**What this task involves:** Copy out exactly the lines from the line containing "For each instance of the side" to the end of the listing.

········

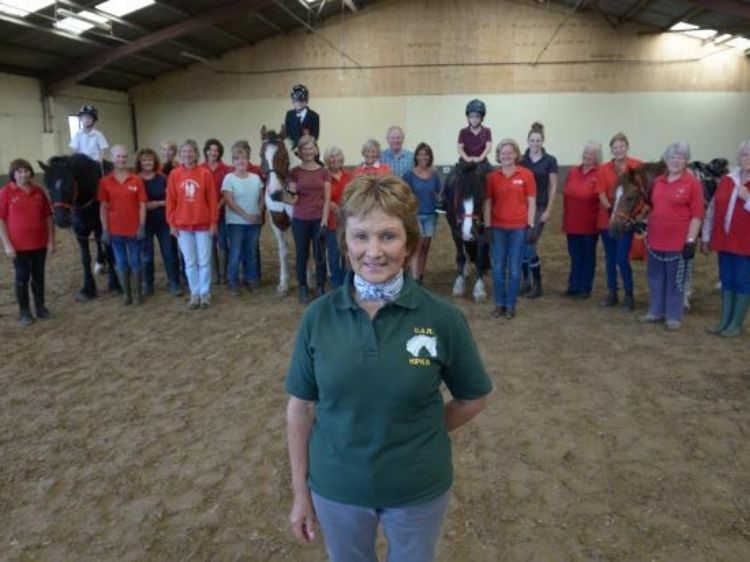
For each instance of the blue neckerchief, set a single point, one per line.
(386, 291)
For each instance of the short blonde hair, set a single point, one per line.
(513, 143)
(619, 136)
(241, 147)
(330, 153)
(308, 140)
(388, 194)
(370, 144)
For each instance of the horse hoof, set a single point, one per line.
(479, 293)
(83, 296)
(459, 287)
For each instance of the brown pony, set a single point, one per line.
(274, 160)
(633, 198)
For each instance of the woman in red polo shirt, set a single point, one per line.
(123, 214)
(340, 178)
(509, 210)
(727, 231)
(28, 236)
(616, 250)
(192, 214)
(213, 152)
(580, 214)
(674, 222)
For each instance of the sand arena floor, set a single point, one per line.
(155, 433)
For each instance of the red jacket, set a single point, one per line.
(192, 203)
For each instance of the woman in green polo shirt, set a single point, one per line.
(367, 426)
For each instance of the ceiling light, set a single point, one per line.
(81, 21)
(702, 33)
(120, 8)
(22, 8)
(683, 26)
(741, 43)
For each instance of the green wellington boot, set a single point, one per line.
(741, 304)
(727, 304)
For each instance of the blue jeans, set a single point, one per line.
(243, 248)
(335, 259)
(305, 232)
(617, 255)
(412, 531)
(168, 255)
(507, 245)
(582, 252)
(128, 252)
(666, 298)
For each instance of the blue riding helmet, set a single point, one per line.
(476, 106)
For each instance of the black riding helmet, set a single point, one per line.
(300, 93)
(89, 110)
(476, 106)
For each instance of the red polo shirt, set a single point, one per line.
(123, 203)
(737, 241)
(337, 191)
(26, 216)
(508, 197)
(673, 205)
(580, 202)
(607, 180)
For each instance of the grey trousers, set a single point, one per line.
(412, 532)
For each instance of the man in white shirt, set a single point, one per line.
(88, 140)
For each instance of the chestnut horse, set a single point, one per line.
(274, 160)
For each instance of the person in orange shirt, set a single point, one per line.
(509, 211)
(616, 250)
(193, 214)
(372, 164)
(122, 210)
(213, 152)
(340, 178)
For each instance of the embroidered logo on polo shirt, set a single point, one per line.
(424, 340)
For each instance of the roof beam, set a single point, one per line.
(215, 28)
(732, 7)
(634, 10)
(88, 67)
(683, 17)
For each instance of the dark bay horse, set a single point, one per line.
(463, 201)
(72, 182)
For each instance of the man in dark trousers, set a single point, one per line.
(301, 120)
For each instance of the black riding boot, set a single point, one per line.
(536, 285)
(24, 311)
(138, 289)
(123, 275)
(525, 281)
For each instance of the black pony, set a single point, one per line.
(463, 201)
(72, 182)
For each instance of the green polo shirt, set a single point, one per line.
(379, 439)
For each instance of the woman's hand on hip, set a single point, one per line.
(302, 517)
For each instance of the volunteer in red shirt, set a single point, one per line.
(509, 210)
(28, 236)
(340, 178)
(616, 250)
(371, 165)
(673, 225)
(310, 193)
(213, 152)
(192, 214)
(122, 209)
(727, 231)
(580, 214)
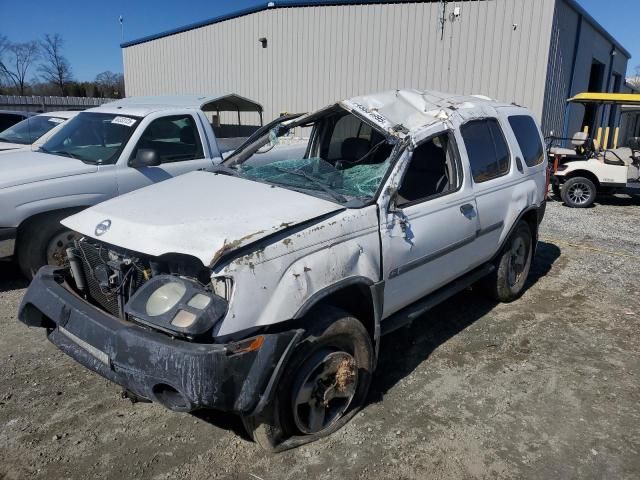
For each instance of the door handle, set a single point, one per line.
(467, 210)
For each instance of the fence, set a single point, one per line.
(48, 104)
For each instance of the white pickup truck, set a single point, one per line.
(105, 152)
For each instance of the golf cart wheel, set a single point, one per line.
(324, 383)
(507, 281)
(578, 192)
(44, 242)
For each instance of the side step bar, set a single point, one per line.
(410, 313)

········

**Task result:**
For each instance of the side step bar, set a single point, one per line.
(410, 313)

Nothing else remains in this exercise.